===== Source data =====

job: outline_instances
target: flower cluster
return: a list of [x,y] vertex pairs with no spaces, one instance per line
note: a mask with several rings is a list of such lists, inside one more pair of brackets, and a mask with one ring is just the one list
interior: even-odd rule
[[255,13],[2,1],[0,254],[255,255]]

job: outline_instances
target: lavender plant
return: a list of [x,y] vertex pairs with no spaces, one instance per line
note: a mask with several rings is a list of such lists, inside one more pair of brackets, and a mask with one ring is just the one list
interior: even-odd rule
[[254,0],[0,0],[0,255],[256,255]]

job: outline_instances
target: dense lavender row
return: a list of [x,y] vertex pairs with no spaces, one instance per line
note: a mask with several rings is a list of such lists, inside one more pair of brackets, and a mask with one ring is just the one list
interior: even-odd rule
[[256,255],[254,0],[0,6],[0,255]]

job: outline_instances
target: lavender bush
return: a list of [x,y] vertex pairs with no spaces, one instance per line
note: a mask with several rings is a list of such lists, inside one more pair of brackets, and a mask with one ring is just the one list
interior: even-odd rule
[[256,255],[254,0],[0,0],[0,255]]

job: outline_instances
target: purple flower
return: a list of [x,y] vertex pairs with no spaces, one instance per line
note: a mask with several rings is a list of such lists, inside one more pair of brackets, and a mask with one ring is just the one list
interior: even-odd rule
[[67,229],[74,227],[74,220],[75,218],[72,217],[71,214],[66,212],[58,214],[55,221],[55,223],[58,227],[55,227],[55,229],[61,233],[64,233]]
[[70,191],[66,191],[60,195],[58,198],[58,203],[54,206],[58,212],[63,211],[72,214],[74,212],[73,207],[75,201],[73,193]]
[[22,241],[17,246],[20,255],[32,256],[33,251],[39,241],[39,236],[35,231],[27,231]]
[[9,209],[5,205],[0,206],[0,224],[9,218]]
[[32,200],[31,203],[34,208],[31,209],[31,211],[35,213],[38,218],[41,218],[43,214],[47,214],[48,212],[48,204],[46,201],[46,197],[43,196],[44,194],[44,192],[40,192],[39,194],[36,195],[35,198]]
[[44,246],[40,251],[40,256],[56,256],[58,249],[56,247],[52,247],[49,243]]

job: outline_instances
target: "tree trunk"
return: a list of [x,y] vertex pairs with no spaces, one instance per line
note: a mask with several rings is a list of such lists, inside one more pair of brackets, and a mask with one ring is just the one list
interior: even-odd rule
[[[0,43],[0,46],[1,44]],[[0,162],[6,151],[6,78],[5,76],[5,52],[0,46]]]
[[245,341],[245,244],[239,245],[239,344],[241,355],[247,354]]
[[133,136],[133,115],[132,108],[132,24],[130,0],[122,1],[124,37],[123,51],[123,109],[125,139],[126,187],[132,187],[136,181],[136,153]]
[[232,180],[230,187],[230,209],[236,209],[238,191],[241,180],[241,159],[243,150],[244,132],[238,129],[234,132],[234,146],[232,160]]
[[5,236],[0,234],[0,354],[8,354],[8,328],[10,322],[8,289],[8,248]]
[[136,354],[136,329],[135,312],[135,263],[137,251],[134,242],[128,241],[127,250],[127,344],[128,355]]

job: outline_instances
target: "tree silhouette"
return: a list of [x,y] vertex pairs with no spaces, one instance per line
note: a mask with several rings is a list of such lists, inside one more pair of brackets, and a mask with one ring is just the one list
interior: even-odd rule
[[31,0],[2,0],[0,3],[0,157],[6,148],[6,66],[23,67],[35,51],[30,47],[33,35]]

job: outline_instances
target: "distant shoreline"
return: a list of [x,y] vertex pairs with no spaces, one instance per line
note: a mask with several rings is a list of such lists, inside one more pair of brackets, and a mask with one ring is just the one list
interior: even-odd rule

=====

Please write out every line of the listing above, character for character.

job: outline_instances
target: flower cluster
return: a list of [x,y] vertex pairs with no spaces, one instance per line
note: a mask with several rings is a list of such lists, inside one more pair of brackets, and a mask with one ring is just the one list
interior: even-odd rule
[[255,13],[2,1],[0,254],[255,255]]

job: outline_instances
target: lavender plant
return: a list of [x,y] vertex pairs with no spaces, one instance per line
note: a mask with several rings is a list of such lists, inside one more pair of brackets, and a mask with one ring is just the one list
interior: even-odd rule
[[254,0],[0,0],[0,255],[256,255]]

job: outline_instances
target: dense lavender row
return: a list of [x,y] vertex pairs with no spaces, one instance per line
note: a mask with several rings is a list of such lists, inside one more pair of brackets, and a mask with one ring is just the one list
interior: even-odd rule
[[256,255],[254,0],[0,6],[0,255]]

job: outline_instances
target: lavender bush
return: a list of [x,y] vertex pairs with no spaces, one instance per line
note: a mask with several rings is a list of such lists, inside one more pair of brackets, and a mask with one ring is just the one list
interior: even-odd rule
[[256,255],[254,0],[0,0],[0,255]]

job: outline_instances
target: purple flower
return: a list of [x,y] vertex pairs with no spaces, one instance per line
note: a mask with several rings is a list of such lists, inside one more pair of brackets, and a mask with one ring is just the one list
interior: even-odd rule
[[67,229],[74,227],[74,220],[75,218],[72,217],[71,214],[66,212],[58,214],[55,221],[55,223],[58,227],[55,227],[55,229],[61,233],[64,233]]
[[70,191],[66,191],[60,195],[58,198],[58,203],[54,206],[58,212],[63,211],[72,214],[74,212],[73,207],[75,201],[73,193]]
[[22,241],[17,246],[20,255],[32,256],[33,251],[39,241],[39,236],[35,231],[27,231]]
[[9,209],[5,205],[0,206],[0,224],[9,218]]
[[32,200],[31,203],[34,208],[31,209],[31,211],[35,213],[38,218],[41,218],[43,214],[47,214],[48,212],[48,204],[46,201],[46,197],[43,196],[44,194],[44,192],[40,192],[39,194],[36,195],[35,198]]
[[44,246],[40,251],[40,256],[56,256],[58,249],[56,247],[52,247],[49,243]]

job: outline_instances
target: "tree trunk"
return: a list of [x,y] vertex pairs with no spaces, one instance per line
note: a mask with several rings is a list of such lists, inside one more pair of brackets, and a mask with one ring is just the one list
interior: even-odd rule
[[[0,43],[0,46],[1,44]],[[0,162],[6,151],[6,78],[5,76],[5,52],[0,46]]]
[[245,341],[245,244],[239,245],[239,344],[241,355],[247,354]]
[[133,136],[133,115],[132,108],[132,24],[130,0],[122,1],[124,37],[123,51],[123,109],[125,139],[126,187],[132,187],[136,181],[136,153]]
[[232,180],[230,187],[230,209],[236,209],[238,191],[241,180],[241,159],[243,150],[244,132],[238,129],[234,132],[234,146],[232,160]]
[[5,236],[0,234],[0,354],[8,354],[8,328],[10,322],[8,289],[8,248]]
[[136,354],[136,329],[135,312],[135,263],[137,251],[134,242],[128,241],[127,250],[127,344],[128,355]]

job: outline_instances
target: "tree silhouette"
return: a list of [x,y] vertex pairs with no spaces, one instance per line
note: a mask with several rings is a list of such lists, inside one more pair of brackets, and a mask with one ring is just the one list
interior: even-odd rule
[[31,0],[2,0],[0,3],[0,157],[6,148],[6,66],[23,67],[35,51],[30,47],[33,35]]

job: outline_instances
target: "distant shoreline"
return: a list of [x,y] vertex pairs with no spaces, one instance per line
note: a mask with several rings is a list of such lists, inside one more pair of brackets, and a mask with one ring is just the one list
interior: even-odd rule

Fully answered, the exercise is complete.